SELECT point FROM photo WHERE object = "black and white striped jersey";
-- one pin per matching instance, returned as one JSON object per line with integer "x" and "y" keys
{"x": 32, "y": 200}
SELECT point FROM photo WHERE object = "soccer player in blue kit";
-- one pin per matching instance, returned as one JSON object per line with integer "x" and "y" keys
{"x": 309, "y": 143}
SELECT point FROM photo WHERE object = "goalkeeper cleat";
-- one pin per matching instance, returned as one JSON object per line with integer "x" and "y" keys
== == ==
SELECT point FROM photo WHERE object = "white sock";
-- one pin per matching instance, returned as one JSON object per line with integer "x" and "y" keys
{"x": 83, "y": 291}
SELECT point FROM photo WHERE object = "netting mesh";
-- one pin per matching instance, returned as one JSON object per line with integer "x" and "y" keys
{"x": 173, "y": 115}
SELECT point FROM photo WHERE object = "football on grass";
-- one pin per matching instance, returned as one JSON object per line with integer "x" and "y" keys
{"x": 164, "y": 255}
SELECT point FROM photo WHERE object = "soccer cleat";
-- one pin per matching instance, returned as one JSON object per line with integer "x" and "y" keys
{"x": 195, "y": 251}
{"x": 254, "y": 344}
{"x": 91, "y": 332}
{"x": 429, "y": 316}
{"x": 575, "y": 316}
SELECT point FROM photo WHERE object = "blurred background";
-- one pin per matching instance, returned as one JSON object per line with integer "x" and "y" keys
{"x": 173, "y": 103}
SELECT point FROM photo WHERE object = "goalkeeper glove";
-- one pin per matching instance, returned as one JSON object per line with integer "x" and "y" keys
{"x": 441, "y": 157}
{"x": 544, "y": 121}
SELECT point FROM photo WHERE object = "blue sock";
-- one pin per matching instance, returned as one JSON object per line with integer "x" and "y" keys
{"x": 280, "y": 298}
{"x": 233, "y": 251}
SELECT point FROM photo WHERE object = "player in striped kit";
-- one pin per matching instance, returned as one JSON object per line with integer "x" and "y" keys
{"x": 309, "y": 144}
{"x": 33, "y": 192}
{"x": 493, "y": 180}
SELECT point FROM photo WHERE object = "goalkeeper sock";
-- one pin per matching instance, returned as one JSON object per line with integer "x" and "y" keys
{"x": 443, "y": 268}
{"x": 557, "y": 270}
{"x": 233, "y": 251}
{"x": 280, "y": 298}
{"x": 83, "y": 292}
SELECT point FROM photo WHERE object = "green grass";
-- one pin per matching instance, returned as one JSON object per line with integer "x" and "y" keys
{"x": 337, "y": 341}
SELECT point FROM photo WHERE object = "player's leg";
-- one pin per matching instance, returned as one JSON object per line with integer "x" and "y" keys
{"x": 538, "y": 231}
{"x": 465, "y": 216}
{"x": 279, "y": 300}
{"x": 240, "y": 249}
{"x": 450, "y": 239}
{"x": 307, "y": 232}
== == ==
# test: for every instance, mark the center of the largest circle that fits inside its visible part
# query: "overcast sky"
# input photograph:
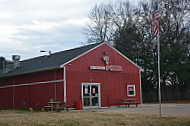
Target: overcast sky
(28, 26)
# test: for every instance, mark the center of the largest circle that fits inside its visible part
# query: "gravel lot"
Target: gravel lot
== == ==
Problem to work on - All lines in the entries above that include "cleat" should be found and copied.

Result of the exercise -
SELECT point FROM photo WHERE object = "goalkeeper cleat";
SELECT point FROM photo WHERE object = "soccer cleat";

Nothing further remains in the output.